**Selected passage:**
2.2 The idea of rich data

What do we mean by data? It’s a term we use regularly but it’s hard to come up with an exact definition. Data are individual items that do not carry any specific meaning. Data come in many forms: numbers, words, symbols, etc. They describe transactions, events, and entities. However, data by themselves are not necessarily very informative. By contrast, information is processed, organised data presented in a given context and in a way (hopefully) that is useful to humans.

Data Science provides us with a toolkit to undertake meaningful data analysis to provide information.. When our analysis is driven by relevant questions it is most likely that the information we generate will be of value to the stakeholders.

The interesting question is why the relatively recent explosion in volume and range of data? The web has certainly opened up both the possibilities and availability of data. Cukier and Mayer-Schoenberger (2013) provide an insightful analysis based on the idea of ‘datafication’.

**Tasks to carry out:**
[1] Swap "stakeholders" for "decision makers" in the passage on rich data, starting at "Data Science provides" and ending at "idea of ‘datafication’.", and write out the revised wording.
[2] Supply the next part of the passage on rich data, picking up after its final sentence.
None of the rows are needed here.

**Record list:**
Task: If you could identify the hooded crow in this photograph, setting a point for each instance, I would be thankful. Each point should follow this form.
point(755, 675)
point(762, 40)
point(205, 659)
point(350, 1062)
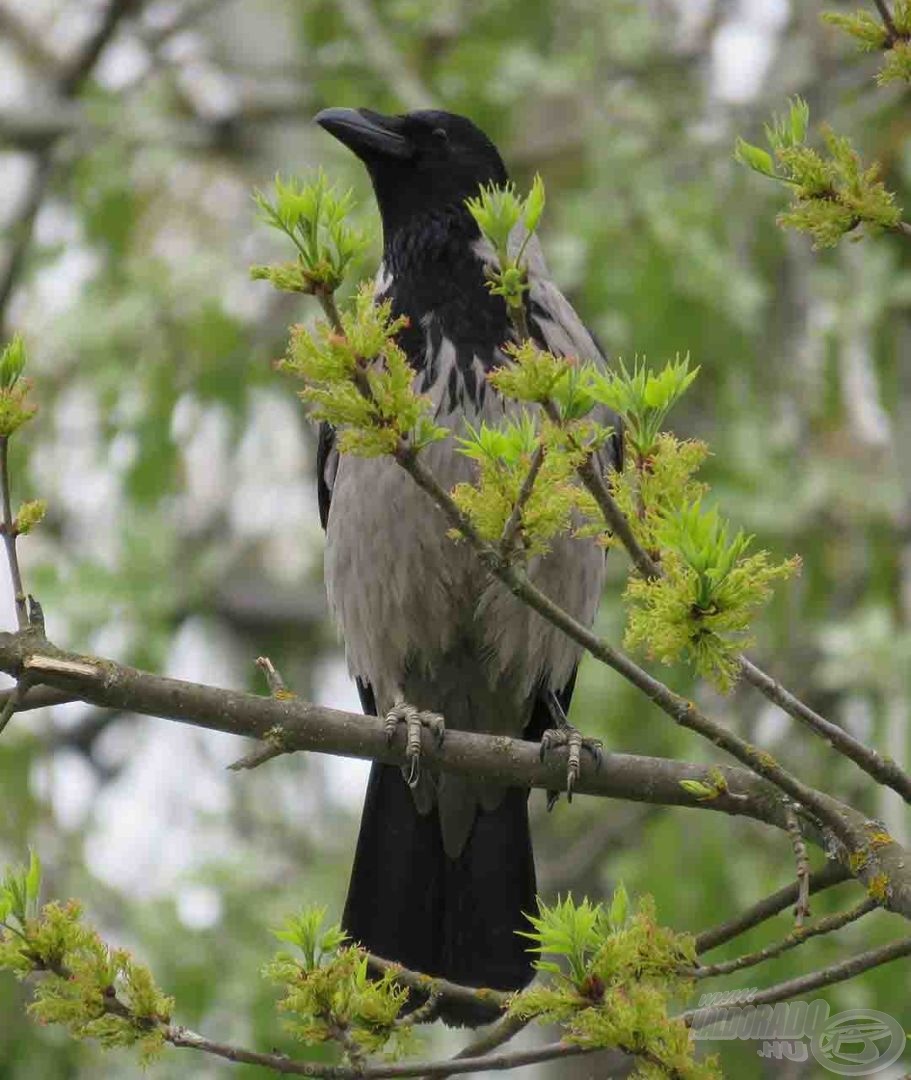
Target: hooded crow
point(444, 873)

**Exercise responses:**
[1]
Data Science provides us with a toolkit to undertake meaningful data analysis to provide information.. When our analysis is driven by relevant questions it is most likely that the information we generate will be of value to the decision makers.

The interesting question is why the relatively recent explosion in volume and range of data? The web has certainly opened up both the possibilities and availability of data. Cukier and Mayer-Schoenberger (2013) provide an insightful analysis based on the idea of ‘datafication’.

[2]
> Big data is also characterized by the ability to render into data many aspects of the world that have never been quantified before; call it “datafication.” … Google’s augmented-reality glasses datafy the gaze. Twitter datafies stray thoughts. LinkedIn datafies professional networks. – Cukier and Mayer-Schoenberger

This process of datafication is ubiquitous and often without our (full) realisation, despite the recent introduction of General Data Protection Regulation (GDPR)²² requirements of the EU and EEA. This growth in data also has huge business ramifications, e.g. see the 2016 McKinsey Report McKinsey Global Institute (2016) or an interesting article in the Harvard Business Review (McAfee et al. 2012).

Moving on, what do we mean by describing data as rich? Big? Complex? These are possible answers. However, we might also think in terms of the range and diversity of data and data sources. In terms of diversity we have:

different scales e.g., continuous, absolute (e.g., counts), categorical (e.g., gender)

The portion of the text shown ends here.